>> BEGIN

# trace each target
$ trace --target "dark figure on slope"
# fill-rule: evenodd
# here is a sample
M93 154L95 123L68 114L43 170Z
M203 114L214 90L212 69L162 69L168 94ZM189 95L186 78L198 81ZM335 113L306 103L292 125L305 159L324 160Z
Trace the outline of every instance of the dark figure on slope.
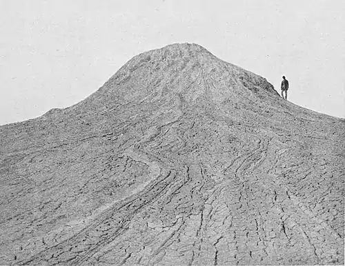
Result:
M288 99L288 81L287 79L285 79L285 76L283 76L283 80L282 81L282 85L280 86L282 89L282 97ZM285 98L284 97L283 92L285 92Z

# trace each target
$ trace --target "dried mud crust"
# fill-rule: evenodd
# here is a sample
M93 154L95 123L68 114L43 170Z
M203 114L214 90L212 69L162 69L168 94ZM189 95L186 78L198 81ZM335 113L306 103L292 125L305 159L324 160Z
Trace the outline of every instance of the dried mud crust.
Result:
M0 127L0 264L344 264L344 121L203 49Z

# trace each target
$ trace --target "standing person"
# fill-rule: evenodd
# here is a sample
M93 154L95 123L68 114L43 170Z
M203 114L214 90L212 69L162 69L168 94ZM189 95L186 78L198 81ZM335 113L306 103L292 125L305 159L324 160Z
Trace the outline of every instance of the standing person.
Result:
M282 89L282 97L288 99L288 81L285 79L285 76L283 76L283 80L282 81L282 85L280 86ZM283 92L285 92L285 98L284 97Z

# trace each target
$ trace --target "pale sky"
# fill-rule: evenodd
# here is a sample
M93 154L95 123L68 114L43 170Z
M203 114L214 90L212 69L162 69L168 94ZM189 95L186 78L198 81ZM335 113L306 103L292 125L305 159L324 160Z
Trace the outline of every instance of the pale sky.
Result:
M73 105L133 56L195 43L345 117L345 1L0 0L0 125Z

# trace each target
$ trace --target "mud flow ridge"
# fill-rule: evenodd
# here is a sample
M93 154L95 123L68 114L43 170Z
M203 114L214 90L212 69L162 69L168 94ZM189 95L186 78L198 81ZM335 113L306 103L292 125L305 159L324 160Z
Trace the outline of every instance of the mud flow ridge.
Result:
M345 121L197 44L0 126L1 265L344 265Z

>> END
>> BEGIN

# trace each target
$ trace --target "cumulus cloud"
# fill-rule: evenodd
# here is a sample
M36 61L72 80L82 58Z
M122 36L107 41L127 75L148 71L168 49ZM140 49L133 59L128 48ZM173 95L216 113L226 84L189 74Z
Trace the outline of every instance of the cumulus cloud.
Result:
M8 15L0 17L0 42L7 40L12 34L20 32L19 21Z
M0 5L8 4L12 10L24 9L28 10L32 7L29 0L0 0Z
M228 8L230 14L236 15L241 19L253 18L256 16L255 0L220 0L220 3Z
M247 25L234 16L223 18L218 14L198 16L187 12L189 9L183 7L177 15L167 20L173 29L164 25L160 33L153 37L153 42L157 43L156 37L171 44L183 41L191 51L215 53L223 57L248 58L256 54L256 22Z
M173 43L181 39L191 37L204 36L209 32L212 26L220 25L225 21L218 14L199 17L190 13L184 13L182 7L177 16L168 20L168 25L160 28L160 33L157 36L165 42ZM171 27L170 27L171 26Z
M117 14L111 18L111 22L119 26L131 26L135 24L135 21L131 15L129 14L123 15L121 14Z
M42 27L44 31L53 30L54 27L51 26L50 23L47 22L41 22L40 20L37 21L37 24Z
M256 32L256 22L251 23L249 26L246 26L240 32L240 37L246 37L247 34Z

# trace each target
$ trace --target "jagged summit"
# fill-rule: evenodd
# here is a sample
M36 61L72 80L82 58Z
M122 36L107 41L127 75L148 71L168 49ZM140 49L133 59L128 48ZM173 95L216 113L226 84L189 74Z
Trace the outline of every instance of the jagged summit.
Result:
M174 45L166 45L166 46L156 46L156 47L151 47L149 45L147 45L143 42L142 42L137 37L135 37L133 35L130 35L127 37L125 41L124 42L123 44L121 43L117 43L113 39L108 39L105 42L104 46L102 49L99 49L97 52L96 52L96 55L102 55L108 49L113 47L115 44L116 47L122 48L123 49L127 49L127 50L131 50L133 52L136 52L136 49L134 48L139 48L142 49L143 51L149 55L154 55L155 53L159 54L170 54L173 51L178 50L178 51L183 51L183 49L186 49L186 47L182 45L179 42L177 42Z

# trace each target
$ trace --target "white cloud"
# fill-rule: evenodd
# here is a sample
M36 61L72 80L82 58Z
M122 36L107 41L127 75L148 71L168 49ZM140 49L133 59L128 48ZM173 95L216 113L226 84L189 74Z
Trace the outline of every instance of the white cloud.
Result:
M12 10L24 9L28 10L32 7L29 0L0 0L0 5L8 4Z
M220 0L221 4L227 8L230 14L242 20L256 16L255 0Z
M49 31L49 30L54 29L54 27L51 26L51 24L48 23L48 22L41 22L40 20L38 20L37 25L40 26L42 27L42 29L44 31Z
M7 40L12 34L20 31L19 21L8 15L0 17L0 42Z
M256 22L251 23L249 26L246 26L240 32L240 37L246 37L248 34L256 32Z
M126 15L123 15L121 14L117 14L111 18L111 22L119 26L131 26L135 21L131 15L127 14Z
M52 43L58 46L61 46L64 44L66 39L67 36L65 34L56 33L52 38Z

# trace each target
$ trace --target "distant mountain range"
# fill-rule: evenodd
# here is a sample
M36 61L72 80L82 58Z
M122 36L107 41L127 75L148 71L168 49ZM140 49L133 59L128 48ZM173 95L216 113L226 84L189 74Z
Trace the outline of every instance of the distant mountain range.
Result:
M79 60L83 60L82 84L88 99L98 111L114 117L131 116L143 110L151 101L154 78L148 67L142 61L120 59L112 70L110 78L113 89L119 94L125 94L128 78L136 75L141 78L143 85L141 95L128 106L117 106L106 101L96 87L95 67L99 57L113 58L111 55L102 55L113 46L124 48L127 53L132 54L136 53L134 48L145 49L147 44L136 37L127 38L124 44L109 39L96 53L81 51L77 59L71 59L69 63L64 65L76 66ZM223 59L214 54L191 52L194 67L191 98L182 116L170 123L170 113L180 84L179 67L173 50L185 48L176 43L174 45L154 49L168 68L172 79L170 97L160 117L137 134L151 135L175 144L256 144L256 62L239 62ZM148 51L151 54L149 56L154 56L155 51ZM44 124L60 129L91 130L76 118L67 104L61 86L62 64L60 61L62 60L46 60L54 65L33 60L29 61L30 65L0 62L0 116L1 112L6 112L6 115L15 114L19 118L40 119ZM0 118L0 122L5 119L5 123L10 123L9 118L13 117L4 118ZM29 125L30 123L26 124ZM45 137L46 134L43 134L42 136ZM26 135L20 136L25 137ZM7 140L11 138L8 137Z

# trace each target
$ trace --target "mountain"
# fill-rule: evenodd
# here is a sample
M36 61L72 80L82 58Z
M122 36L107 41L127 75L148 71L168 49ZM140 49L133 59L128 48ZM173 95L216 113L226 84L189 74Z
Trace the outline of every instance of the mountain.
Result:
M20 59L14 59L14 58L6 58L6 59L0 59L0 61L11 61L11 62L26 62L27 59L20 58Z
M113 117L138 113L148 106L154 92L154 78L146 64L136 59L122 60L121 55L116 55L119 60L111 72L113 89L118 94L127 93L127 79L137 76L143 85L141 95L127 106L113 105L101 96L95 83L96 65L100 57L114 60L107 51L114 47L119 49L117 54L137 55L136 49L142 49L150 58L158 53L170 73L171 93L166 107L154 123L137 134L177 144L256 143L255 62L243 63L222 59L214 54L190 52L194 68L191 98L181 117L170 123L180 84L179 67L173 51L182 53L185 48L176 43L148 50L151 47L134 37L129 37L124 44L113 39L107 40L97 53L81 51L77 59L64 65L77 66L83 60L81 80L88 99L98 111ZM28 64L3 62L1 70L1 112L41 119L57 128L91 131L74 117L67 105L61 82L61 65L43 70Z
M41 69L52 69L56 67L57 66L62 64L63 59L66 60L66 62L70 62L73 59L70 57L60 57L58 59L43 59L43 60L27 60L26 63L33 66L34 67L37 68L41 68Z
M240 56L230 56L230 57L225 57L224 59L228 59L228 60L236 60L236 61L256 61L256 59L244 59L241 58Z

>> END
>> BEGIN

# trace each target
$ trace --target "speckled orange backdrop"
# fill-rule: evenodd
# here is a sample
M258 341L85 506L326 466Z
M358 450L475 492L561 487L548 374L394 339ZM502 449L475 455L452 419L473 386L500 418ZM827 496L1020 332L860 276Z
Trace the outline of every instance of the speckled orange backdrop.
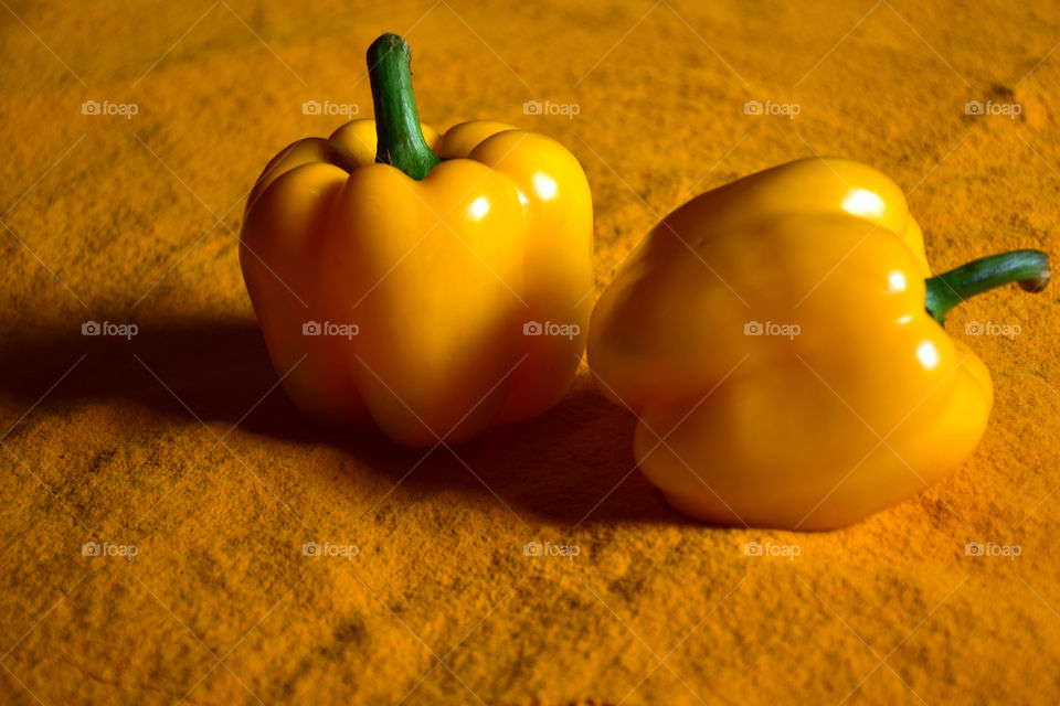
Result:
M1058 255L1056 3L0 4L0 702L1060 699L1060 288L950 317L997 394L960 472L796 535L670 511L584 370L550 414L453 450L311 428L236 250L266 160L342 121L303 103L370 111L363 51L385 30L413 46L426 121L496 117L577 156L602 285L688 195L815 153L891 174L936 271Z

>> END

Task to carry out — Select each line of the listing that contains the string "slope", treating uppercase and lowercase as different.

In response —
$ trace --target "dark figure on slope"
Trace the outline of every instance of the dark figure on slope.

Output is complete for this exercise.